◆ Exercise instructions
Rename "flower bed" to "garden bed" everywhere it occurs in the records, from their start through the line containing "Provide the mask of every instance of the flower". Reproduce only those lines, with all else unchanged.

◆ Supplied entries
● ● ● ● ● ● ●

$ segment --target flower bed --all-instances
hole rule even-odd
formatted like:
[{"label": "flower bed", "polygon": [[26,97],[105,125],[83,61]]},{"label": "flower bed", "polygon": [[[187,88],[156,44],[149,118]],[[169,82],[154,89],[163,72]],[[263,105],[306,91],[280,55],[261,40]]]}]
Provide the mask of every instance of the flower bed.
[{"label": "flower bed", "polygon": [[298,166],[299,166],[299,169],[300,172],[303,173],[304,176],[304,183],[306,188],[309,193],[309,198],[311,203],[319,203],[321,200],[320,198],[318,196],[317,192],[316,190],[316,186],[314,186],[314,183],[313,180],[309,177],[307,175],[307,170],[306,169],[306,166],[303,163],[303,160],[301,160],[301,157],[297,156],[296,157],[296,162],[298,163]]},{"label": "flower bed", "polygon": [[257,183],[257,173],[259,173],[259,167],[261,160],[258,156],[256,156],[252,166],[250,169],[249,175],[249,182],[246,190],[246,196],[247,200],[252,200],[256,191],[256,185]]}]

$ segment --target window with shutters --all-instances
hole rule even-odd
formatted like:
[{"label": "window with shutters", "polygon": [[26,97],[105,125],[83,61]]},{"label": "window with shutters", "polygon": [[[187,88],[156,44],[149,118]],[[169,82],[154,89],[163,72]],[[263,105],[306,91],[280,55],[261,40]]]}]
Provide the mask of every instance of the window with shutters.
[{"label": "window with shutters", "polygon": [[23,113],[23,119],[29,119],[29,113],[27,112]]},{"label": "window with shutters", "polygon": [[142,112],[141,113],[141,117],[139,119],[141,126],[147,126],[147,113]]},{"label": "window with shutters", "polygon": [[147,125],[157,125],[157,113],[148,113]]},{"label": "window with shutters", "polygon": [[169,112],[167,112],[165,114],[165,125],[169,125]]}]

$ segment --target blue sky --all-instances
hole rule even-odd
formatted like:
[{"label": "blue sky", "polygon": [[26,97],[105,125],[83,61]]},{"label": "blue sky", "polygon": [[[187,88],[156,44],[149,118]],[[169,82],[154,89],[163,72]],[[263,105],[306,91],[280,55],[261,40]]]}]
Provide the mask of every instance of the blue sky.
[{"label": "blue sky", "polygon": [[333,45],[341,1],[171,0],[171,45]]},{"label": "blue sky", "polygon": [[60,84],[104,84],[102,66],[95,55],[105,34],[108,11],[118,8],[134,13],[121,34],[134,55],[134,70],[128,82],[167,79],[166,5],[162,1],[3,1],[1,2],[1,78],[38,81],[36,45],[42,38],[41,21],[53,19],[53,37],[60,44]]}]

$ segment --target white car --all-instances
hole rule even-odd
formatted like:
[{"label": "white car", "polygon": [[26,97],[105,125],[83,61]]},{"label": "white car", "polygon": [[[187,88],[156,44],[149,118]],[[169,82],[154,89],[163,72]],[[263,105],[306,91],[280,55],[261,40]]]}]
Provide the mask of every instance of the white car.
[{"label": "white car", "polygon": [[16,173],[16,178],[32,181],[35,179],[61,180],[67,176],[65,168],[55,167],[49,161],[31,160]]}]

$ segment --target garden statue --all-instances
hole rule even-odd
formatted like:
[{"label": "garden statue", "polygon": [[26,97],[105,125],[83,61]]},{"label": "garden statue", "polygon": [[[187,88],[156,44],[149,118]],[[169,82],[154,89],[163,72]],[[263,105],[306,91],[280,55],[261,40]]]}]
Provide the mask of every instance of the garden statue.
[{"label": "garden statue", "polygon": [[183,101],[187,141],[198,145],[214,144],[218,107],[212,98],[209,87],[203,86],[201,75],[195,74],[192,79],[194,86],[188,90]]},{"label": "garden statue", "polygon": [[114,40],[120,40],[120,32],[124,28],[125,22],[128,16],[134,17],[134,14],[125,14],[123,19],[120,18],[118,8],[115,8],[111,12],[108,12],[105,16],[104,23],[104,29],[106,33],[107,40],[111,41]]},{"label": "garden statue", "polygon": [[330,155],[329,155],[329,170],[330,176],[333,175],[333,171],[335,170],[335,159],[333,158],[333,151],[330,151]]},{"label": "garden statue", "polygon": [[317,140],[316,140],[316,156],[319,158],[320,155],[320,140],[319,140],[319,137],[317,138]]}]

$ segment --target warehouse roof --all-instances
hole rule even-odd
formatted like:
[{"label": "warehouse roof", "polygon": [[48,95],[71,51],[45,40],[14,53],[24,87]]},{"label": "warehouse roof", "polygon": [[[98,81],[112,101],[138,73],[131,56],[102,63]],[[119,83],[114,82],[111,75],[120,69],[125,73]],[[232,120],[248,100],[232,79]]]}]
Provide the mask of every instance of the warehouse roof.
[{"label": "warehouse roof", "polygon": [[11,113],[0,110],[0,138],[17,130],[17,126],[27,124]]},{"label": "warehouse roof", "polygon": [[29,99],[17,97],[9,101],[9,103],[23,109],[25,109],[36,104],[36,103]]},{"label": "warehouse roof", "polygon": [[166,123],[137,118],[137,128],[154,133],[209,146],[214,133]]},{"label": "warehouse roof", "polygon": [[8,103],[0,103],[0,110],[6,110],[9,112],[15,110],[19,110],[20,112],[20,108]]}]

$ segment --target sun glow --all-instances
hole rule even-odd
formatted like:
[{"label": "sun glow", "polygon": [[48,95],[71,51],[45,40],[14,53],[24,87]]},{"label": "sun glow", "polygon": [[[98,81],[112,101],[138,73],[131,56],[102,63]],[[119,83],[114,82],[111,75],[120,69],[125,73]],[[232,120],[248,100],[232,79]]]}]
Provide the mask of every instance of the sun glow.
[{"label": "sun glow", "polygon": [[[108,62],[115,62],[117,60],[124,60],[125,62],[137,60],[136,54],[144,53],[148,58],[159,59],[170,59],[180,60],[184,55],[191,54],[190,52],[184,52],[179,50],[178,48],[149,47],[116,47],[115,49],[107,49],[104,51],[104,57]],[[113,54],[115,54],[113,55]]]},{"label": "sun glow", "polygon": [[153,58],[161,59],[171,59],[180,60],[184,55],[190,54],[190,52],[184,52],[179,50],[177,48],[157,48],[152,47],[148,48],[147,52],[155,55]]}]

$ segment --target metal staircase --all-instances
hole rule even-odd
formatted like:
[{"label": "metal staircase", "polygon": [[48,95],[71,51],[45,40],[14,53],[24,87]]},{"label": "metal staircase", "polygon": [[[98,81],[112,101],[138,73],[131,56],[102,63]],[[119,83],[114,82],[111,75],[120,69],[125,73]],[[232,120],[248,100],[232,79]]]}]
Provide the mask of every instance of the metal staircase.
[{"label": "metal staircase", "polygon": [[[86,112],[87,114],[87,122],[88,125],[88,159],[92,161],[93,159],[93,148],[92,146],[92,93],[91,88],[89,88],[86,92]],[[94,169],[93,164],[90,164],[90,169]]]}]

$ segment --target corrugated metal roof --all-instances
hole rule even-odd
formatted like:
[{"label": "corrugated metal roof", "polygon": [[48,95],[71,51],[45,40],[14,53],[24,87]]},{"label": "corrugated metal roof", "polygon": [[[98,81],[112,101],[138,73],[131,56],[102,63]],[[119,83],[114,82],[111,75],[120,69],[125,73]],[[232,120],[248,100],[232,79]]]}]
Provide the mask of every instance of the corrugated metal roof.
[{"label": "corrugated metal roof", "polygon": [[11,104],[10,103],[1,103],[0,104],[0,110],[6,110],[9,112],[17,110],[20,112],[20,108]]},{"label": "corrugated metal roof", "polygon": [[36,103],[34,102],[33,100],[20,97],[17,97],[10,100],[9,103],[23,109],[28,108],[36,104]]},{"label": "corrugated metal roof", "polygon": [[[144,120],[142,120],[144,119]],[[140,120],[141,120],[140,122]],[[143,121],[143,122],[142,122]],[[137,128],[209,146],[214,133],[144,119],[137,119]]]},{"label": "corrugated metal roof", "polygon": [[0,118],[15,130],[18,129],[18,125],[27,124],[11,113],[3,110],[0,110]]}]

● ● ● ● ● ● ●

◆ Answer
$ segment --target garden bed --all-instances
hole rule even-odd
formatted like:
[{"label": "garden bed", "polygon": [[26,97],[105,125],[83,61]]},{"label": "garden bed", "polygon": [[[187,88],[156,44],[149,118]],[[169,82],[154,89],[163,72]],[[263,105],[306,91],[280,55],[261,40]]]}]
Provide the mask of every instance of the garden bed.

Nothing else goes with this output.